▶ **Задание**
Ответьте на вопросы по фрагменту о Крыме.
1. Почему Мангуп назвали стальным городом?
2. В каком году турки выгнали хана Мохамеда?
3. Как немец называет дышловую телегу, на которой на ремнях висит рессорное креслецо?

Судак, Балаклава, Инкерман, Херсонес, Керчь, Тана — все побережье было разорено турками. Мангуп, в который укрылись бежавшие генуэзцы, на своей Столовой горе, защищался долее всех. Его назвали стальным городом, потому что никакие стрелы не долетали до него, и он почитался неприступным. Ахмед обложил его кругом, думая покорить его голодом. Но скоро начальник города схвачен был турками при выходе на охоту. Генуэзцы бежали в противоположные ворота; жители были избиты, часть их отослана в Царьград. Оставался в руках генуэзцев один Старый Крым, обнесенный крепкими стенами. Через хана Менгли-Гирея, сосланного султаном в ссылку, генуэзцы напрасно хлопотали о мире и смягчении своей участи. Менгли-Гирей, действительно, был опять посажен на ханство; но с ним пришло турецкое войско — и Старый Крым пал. Все генуэзцы, кроме немногих личных друзей Менгли-Гирея да греков и армян, были истреблены. Кафа, Судак и все генуэзские города достались татарам. Но в 1577 г. турки выгнали оттуда хана Мохамеда, и с этого времени, до присоединения Крыма к России, Судак, Кафа, Балаклава и все приморские города Крыма оставались постоянно во власти турок.

XV. Благодеяния христианской цивилизации неверному татарину

 

Поездка в Кизилташ. — Памятник игумену Парфению. — История его жизни и смерти. — Кизилташский скит. — Притеснения татар. — Сравнение нынешнего положения Крыма с прежним. — Какою ценою мы купили и держим Крым. — Какую пользу мы, русские, принесли татарам.

 

Быть в Судаке и не посетить Кизилташской пустыньки — большой грех. Можно нанять мажару на волах, или, еще лучше, дилижанс тройкою. Крымский дилижанс — это обыкновенная немецкая, дышловая телега, крепко кованная и поместительная сравнительно с лыком вязаною телегою русского мужика. Если на такой телеге висит на ремнях рессорное креслецо, то немец зовет экипаж штульвагеном и возит на нем весьма удобно жену и детей. Тогда это настоящий рессорный экипаж.

▶ **Фрагмент данных**

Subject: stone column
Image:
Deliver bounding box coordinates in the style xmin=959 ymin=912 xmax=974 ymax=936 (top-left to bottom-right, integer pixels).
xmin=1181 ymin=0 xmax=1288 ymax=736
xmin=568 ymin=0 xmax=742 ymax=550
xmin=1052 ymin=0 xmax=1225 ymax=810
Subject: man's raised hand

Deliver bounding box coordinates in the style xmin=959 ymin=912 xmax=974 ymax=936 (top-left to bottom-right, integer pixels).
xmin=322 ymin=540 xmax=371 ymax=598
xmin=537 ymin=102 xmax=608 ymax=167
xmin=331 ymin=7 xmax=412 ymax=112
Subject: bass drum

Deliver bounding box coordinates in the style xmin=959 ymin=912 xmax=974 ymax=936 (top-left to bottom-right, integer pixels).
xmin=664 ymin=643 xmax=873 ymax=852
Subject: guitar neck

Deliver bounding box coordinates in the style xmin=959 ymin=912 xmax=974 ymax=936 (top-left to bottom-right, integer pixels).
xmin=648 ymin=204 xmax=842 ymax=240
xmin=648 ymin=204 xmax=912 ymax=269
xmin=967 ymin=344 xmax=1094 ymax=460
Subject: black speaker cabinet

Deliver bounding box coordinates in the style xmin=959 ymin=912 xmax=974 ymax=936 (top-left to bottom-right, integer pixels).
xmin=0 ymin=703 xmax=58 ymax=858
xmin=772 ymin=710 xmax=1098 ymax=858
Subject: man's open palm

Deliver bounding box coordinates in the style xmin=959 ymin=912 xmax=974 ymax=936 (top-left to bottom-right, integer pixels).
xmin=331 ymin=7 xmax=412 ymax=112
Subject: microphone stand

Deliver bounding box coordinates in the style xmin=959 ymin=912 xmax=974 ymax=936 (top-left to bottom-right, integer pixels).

▶ **Правильный ответ**
1. Никакие стрелы не долетали до него.
2. В 1577 году.
3. Штульвагеном.